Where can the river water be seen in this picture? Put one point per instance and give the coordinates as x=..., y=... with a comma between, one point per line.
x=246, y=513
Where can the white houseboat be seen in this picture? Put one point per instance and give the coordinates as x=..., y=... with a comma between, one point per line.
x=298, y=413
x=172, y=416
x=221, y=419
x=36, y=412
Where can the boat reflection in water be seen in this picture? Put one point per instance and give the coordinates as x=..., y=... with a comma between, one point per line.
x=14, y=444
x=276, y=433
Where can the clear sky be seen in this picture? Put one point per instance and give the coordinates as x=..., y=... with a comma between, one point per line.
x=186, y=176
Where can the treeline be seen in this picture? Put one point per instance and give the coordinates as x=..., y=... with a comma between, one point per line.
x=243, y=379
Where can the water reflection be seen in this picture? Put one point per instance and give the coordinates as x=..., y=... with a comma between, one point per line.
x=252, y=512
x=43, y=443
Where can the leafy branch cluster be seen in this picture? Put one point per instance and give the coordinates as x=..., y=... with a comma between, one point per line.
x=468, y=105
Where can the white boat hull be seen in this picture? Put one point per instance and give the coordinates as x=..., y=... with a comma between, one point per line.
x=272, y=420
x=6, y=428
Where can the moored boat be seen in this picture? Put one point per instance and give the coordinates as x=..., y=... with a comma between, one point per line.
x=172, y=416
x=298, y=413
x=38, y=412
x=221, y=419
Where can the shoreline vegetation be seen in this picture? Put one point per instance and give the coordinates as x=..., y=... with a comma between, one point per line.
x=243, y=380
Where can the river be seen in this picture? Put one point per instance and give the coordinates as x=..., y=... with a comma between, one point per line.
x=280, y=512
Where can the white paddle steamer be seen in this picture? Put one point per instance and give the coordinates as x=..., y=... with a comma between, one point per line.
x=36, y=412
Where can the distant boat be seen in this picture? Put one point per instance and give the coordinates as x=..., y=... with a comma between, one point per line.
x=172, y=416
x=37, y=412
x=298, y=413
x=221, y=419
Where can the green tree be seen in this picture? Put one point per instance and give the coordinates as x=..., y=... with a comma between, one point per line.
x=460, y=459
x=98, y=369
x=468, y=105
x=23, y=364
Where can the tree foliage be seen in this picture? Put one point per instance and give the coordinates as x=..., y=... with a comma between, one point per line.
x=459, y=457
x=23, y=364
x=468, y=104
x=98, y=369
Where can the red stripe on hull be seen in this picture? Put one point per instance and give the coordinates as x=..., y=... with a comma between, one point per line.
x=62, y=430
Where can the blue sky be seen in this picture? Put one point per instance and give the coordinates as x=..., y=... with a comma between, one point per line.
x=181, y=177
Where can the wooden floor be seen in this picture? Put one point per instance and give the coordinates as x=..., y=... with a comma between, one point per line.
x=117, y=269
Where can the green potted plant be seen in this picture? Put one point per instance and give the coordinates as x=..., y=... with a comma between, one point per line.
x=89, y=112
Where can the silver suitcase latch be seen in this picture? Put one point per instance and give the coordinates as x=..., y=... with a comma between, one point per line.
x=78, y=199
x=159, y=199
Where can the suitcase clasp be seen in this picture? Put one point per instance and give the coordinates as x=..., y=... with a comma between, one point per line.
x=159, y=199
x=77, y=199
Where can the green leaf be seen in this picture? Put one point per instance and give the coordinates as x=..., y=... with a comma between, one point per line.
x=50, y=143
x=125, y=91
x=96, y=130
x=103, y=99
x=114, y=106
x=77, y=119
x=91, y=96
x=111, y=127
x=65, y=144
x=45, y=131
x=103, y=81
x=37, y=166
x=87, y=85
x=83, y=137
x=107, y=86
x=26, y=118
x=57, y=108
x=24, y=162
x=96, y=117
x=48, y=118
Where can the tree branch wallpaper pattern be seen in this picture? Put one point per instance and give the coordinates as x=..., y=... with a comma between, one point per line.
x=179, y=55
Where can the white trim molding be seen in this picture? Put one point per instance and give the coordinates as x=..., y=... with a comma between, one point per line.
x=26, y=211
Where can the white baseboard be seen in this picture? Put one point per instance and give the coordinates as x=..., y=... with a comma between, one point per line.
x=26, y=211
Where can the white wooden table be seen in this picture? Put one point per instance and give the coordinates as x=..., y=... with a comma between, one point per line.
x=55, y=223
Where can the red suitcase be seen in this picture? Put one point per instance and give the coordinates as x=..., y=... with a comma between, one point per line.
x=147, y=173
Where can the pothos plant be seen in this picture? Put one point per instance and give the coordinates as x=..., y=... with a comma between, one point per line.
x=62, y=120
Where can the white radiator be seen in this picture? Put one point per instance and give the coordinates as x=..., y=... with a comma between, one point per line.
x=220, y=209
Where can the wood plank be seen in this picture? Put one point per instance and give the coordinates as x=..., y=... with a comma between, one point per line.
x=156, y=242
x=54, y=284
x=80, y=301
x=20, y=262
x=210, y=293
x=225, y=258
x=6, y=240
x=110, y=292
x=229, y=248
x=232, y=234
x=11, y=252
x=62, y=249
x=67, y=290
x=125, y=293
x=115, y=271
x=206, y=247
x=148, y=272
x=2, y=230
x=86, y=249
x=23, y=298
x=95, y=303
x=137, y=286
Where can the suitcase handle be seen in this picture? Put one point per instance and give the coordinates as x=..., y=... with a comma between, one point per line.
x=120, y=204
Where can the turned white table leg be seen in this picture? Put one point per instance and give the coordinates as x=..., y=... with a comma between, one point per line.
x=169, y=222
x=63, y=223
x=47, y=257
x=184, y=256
══════
*WHAT YOU SHOULD DO*
Each record above has to be set down again, exactly and completely.

*ANSWER FOR THE TASK*
Where can the river water be seen in this picture? Put one point per instance and give the coordinates as x=..., y=... with a comma between, one point per line.
x=246, y=513
Where can the white houseboat be seen in this picture? Put one point per instance and give the coordinates as x=..., y=... with a comma between, one point per line.
x=298, y=413
x=172, y=416
x=221, y=419
x=36, y=412
Where can the boat reflection in water be seen in this picture? Put one point per instance and give the coordinates as x=..., y=... with a comma between, one point per line.
x=14, y=444
x=276, y=433
Where can the clear sky be seen in this picture? Put one point per instance and give the coordinates as x=..., y=... with a comma between, one point per line.
x=186, y=176
Where can the treeline be seen in this picture? Put one point per instance and give the coordinates as x=..., y=... with a comma between, one point per line.
x=243, y=379
Where can the water reflection be seen in this picture? Put one point per instance and give the coordinates as x=..., y=... with a comma between, one point per line.
x=252, y=512
x=43, y=443
Where can the leafy branch cluster be seen in this picture? Put one point per instance and give the coordinates as x=..., y=... with a comma between, one point per line.
x=468, y=105
Where can the white boat hull be seen in this picture? Put one point per instance and give the coordinates as x=..., y=... with a comma between, one point per line.
x=272, y=420
x=6, y=428
Where can the moored boat be seen in this picture? Put one point per instance and give the coordinates as x=..., y=... with a comma between, one point per line.
x=172, y=416
x=298, y=413
x=38, y=412
x=221, y=419
Where can the shoreline vegetation be seen in this picture? Put one point per instance and give the coordinates as x=..., y=... with a comma between, one point per line.
x=243, y=380
Where can the river be seen in this picture? Put one point per instance and give the coordinates as x=..., y=... with a comma between, one point per line.
x=280, y=512
Where can the white paddle steamer be seen in this picture? Put one point per instance and give the coordinates as x=..., y=... with a comma between, one point per line.
x=36, y=412
Where can the distant boat be seen in this picture? Put one point per instance and give the coordinates as x=..., y=... with a comma between, one point per line.
x=172, y=416
x=37, y=412
x=298, y=413
x=221, y=419
Where can the green tree be seen in this picture? Put one point per instance and give the coordinates as x=..., y=... with a comma between, one point per line.
x=460, y=459
x=98, y=369
x=468, y=105
x=23, y=364
Where can the tree foliage be seen in this picture? Put one point per instance and give the coordinates as x=..., y=... with a comma between, one point per line.
x=459, y=457
x=23, y=364
x=468, y=104
x=98, y=369
Where can the red stripe on hull be seen in this picture? Put one point per instance and give the coordinates as x=..., y=... with a comma between, one point per line.
x=62, y=430
Where can the blue sky be seen in this picture? Put one point per instance and give the coordinates as x=..., y=... with a comma between, one point per line.
x=181, y=177
Where can the wooden floor be seen in this picture? Put one point per instance and give the coordinates as x=..., y=... with a comma between, one point per line.
x=117, y=269
Where can the green potted plant be seen in this picture? Put one point per instance and give the coordinates as x=..., y=... with a comma between, one point per line.
x=89, y=112
Where can the silver suitcase latch be seen in this picture? Put one point per instance and give the coordinates as x=..., y=... with a comma between, one point per line.
x=78, y=199
x=159, y=199
Where can the suitcase clasp be seen in this picture? Put one point per instance and give the coordinates as x=..., y=... with a comma between, one point per line.
x=159, y=199
x=77, y=199
Where can the green leaf be seen in this picture? Put one point per instance and give the coordinates as x=..., y=... with a comma between, one point per line.
x=50, y=143
x=125, y=91
x=96, y=130
x=103, y=99
x=114, y=106
x=77, y=119
x=91, y=96
x=111, y=127
x=65, y=144
x=45, y=131
x=103, y=81
x=37, y=166
x=87, y=85
x=83, y=137
x=107, y=86
x=26, y=118
x=57, y=108
x=24, y=162
x=96, y=117
x=48, y=118
Where can the tree branch wallpaper pattern be seen in this picture? Put one point per instance and give the coordinates as x=..., y=... with a comma between, one point per line.
x=179, y=55
Where can the white trim molding be seen in this picture? Put one point per instance and give the coordinates as x=..., y=... with a comma between, one point per line.
x=26, y=211
Where can the white baseboard be seen in this picture? Put one point per instance and give the coordinates as x=..., y=... with a comma between, one point per line.
x=26, y=211
Where can the white wooden table be seen in this picture? Put one point per instance and give the coordinates as x=..., y=... with a comma between, one point per line.
x=55, y=223
Where can the red suitcase be seen in this picture? Put one point per instance and give the coordinates as x=..., y=... with a comma between, one point per line.
x=147, y=173
Where can the pothos plant be seen in this picture? Put one point per instance and give the coordinates as x=..., y=... with a comma between, one point per line.
x=62, y=120
Where can the white radiator be seen in this picture? Put one point per instance and give the coordinates as x=..., y=... with a comma between, one point per line.
x=220, y=209
Where can the wood plank be seen in this picture? Put one point per instance and give the coordinates as x=..., y=... with a comma between, one point per line.
x=156, y=242
x=54, y=284
x=80, y=301
x=20, y=262
x=210, y=293
x=225, y=258
x=6, y=240
x=110, y=292
x=229, y=248
x=232, y=234
x=11, y=252
x=62, y=249
x=67, y=290
x=125, y=293
x=115, y=271
x=206, y=247
x=148, y=272
x=2, y=230
x=86, y=249
x=23, y=298
x=95, y=303
x=137, y=286
Where can the suitcase handle be seen in this picture? Put one point per instance and give the coordinates as x=..., y=... with a comma between, one point per line.
x=120, y=204
Where can the turned white table leg be seen in this picture? Put one point per instance and give the coordinates as x=..., y=... with a comma between, one point per line.
x=169, y=222
x=63, y=223
x=47, y=257
x=184, y=256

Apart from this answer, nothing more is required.